[Study questions]:
1) In the movie review of "Cecil B. DeMented," which actress plays Honey Whitlock?
2) From the "Cecil B. DeMented" movie review, extract the passage that begins with the words "If that confluence" and ends with "and its fringes.".
3) Continue the "Cecil B. DeMented" movie review from its last sentence.

Movie review: John Waters takes hilarious, deadly aim at mainstream movie-makers in 'Cecil B. Demented'
By By Ann Hornaday and The Baltimore Sun
Aug 11, 2000 at 1:22 PM
Andy Warhol, Rodney King, Kenneth Anger, the Waco siege, David Begelman, the Weather Underground, the Danish film collective Dogma 95.
If that confluence of names strikes you as humorous, you're the ideal audience for "Cecil B. DeMented," John Waters' playful skewering of Hollywood and its fringes.
Stephen Dorff plays the title character in "Cecil B. DeMented," a wild-eyed cinema radical who rails against mainstream, profit-mongering movies and is trying to make his own celluloid manifesto, a no-budget, cinema verite screed against the Hollywood studios that are dedicated to "remaking foreign films and greenlighting movies based on video games," and perpetuating "phony life-affirming endings."
Cecil's movie will document his own brand of cinema terrorism - committed by his loyal band of followers, the Sprocket Holes - the first act of which is to kidnap Honey Whitlock (Melanie Griffith) while she attends the premiere of her latest blockbuster. "Cecil B. DeMented" opens with the tightly choreographed takeover of Baltimore's venerable Senator Theatre, just one of Waters' beloved local movie palaces that shows up for a splendid cameo appearance.
"Cecil B. DeMented" unfolds in high Waters style, its often awkward dialogue and uneven acting offset by an infectiously antic esprit de corps. The situations and characters are so improbable, so stylized, it's impossible to believe "Cecil B." for a minute, but once you realize that it's Waters' world, it's just as impossible not to have a rollicking good time.
For movie fans who despair of the state of American cinema, the in-jokes are hilarious: Cecil's obsessive rage is completely understandable in a world of all-"Star Wars," all-the time, Pauly Shore marathons and dubbed versions of "Les Enfants du Paradise." Local film commissions' slavish devotion to Hollywood business is sent up with perfect pitch: A typical press conference announcing Baltimore as the hitherto "secret" location for "Gump Again" (a "Baltimore: Hollywood of the East" banner fluttering hopefully in the background) turns into a Waters-esque debacle of mishigoss, mayhem and errant oysters.

[Provided material]:
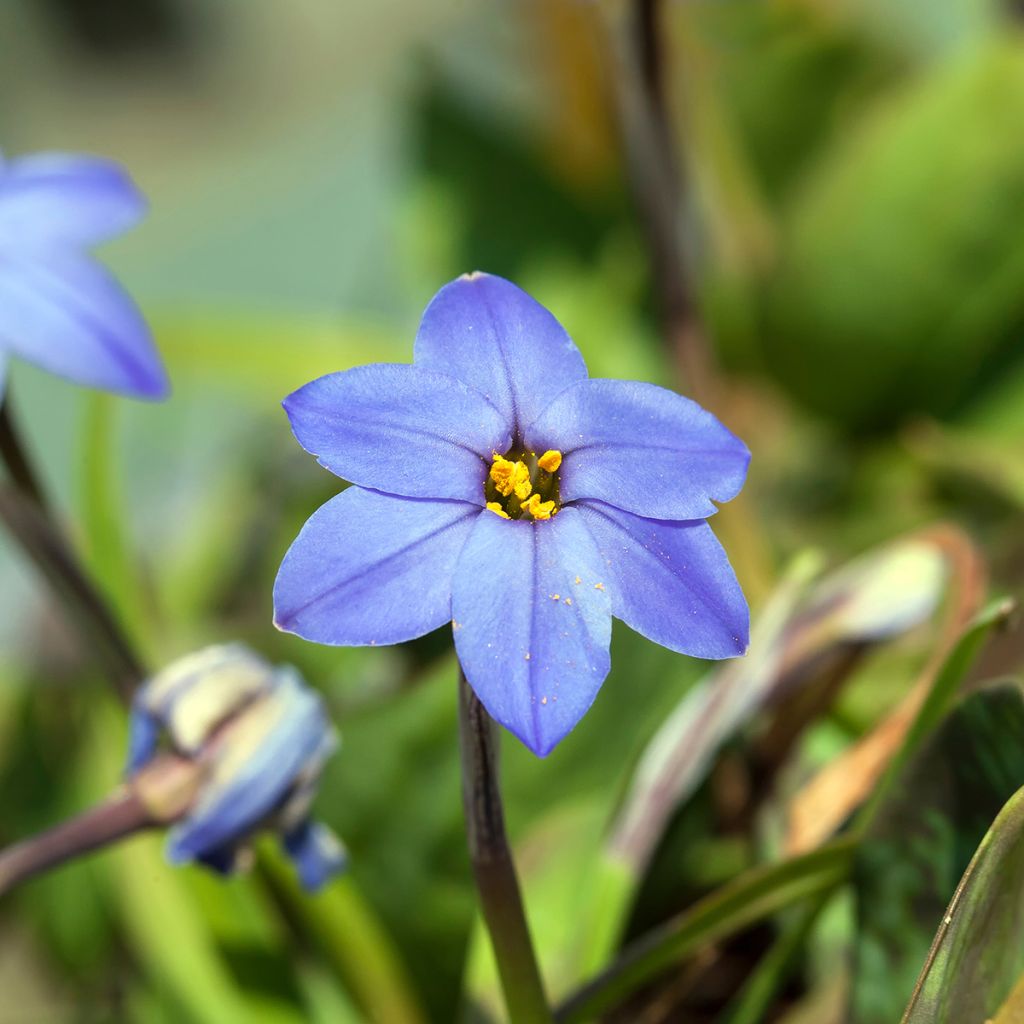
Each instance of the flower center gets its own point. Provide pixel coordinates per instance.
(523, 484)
...
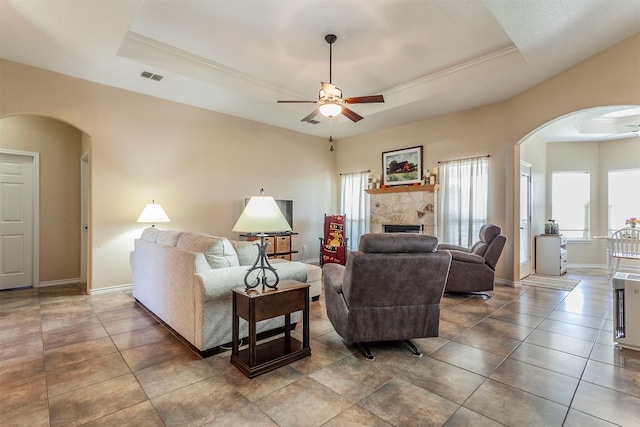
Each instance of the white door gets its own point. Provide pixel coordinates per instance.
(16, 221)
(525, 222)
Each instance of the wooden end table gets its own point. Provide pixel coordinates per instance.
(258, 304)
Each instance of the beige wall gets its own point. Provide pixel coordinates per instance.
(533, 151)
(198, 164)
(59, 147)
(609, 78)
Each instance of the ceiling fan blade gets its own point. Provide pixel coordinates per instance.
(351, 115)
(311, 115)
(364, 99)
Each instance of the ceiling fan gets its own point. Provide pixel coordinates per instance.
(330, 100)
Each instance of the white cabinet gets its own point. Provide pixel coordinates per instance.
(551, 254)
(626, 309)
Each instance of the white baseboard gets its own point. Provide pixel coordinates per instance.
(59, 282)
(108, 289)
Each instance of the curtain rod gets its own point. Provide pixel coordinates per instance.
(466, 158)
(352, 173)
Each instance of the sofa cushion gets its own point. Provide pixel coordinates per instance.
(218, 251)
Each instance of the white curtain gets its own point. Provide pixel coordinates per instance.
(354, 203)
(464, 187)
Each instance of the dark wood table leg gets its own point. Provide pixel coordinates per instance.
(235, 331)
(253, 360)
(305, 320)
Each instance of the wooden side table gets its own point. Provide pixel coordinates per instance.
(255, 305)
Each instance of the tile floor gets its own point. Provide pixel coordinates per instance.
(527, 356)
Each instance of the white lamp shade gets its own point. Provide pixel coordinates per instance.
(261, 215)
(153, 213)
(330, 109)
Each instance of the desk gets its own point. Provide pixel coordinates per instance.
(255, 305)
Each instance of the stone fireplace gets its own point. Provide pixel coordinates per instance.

[Answers for the tasks]:
1) Melanie Griffith.

2)
If that confluence of names strikes you as humorous, you're the ideal audience for "Cecil B. DeMented," John Waters' playful skewering of Hollywood and its fringes.

3)
One of the funniest elements of "Cecil B." is Honey's conversion to the Sprockets' cause: A reluctant co-conspirator at first, she begins to soften toward them when someone mentions that she looks a lot younger since hooking up with Cecil. It's no coincidence that Patty Hearst, now one of Waters' most reliable repertory players, shows up as the mother of one of the Sprockets; Honey's ambivalence toward her captors eerily echoes the questions that still dog Hearst 30 years after her own abduction by the Symbionese Liberation Army.
In interviews, Waters has insisted he doesn't share Cecil's rage, that he would be a hypocrite if he did. But it's hard to believe that he doesn't agree that a sequel to "Forrest Gump" or the director's cut of "Patch Adams" portend a certain kind of apocalypse. When DeMented yells that Hollywood "stole our sex and co-opted our violence," who other than Waters can be talking? His belief in the redemptive power of pulp reveals itself when the Sprockets take refuge in theaters devoted to Hong Kong action pictures and pornography. (The lobby of the latter is decorated with a poster for Monica Cigars).
But looking for deeper meaning in a John Waters movie is a fool's exercise. It's enough that he has brought yet another example of his bent vision to the screen with his characteristic blend of innocence and naughtiness. He's helped considerably by an imaginative production design by Vincent Peranio, who has turned the Hippodrome into a decadent cinema lair, and fabulous costumes by Van Smith, who has devised an especially cunning vest out of a Chanel jacket.
Waters' devoted legion of fans will celebrate the return of their underground hero to his "Multiple Maniacs" roots while he deploys the explosions, elaborate crowd scenes and shoot-outs of the biggest Hollywood blockbusters. His last movie solemnly announced the death of irony, but with "Cecil B.," Waters proves that in his hands it will live, however demented, forever.